**WHAT IS BEING ASKED:**
Report each line of the listing below that holds "positive".

**DATA FOR THE TASK:**

══════════════════════════════

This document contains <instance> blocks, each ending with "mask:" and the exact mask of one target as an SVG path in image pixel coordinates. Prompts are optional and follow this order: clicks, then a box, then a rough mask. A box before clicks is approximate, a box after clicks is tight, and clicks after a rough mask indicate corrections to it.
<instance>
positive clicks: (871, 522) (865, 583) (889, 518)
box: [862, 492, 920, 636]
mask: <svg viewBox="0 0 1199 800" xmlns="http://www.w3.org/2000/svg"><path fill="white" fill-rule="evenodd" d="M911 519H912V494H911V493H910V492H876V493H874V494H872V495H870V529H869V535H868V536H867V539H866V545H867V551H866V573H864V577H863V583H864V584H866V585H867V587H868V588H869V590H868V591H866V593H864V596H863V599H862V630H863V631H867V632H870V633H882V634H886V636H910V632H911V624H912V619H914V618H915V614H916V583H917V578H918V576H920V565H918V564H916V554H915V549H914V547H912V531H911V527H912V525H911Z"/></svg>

══════════════════════════════

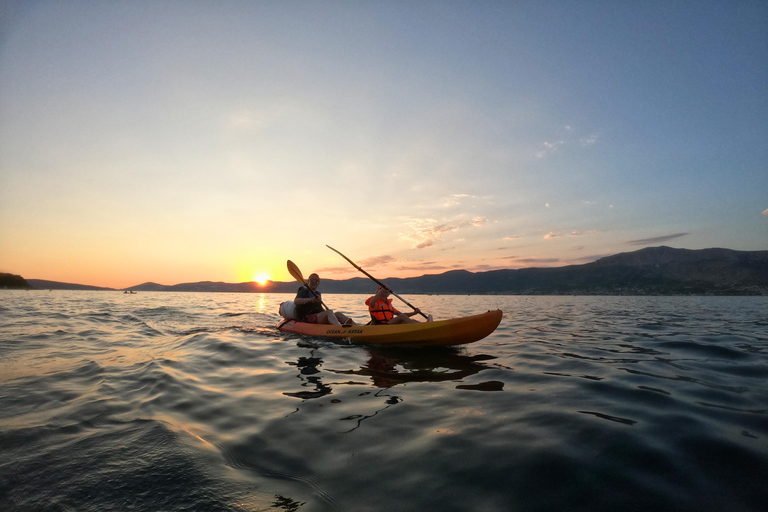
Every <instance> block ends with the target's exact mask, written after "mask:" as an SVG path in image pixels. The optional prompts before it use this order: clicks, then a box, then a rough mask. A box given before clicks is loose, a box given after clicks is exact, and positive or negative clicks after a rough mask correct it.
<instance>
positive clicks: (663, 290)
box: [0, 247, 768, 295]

══════════════════════════════

**EXERCISE SOLUTION:**
positive clicks: (871, 522) (865, 583) (889, 518)
Every <instance> block ends with the target's exact mask, written after "mask:" as an SVG path in image pixels. The optional prompts before it use this order: clicks, then a box, then a rough mask. A box given before clicks is loose, a box given after clicks is exact, and positive or negative clicks after a rough mask correct it.
positive clicks: (663, 290)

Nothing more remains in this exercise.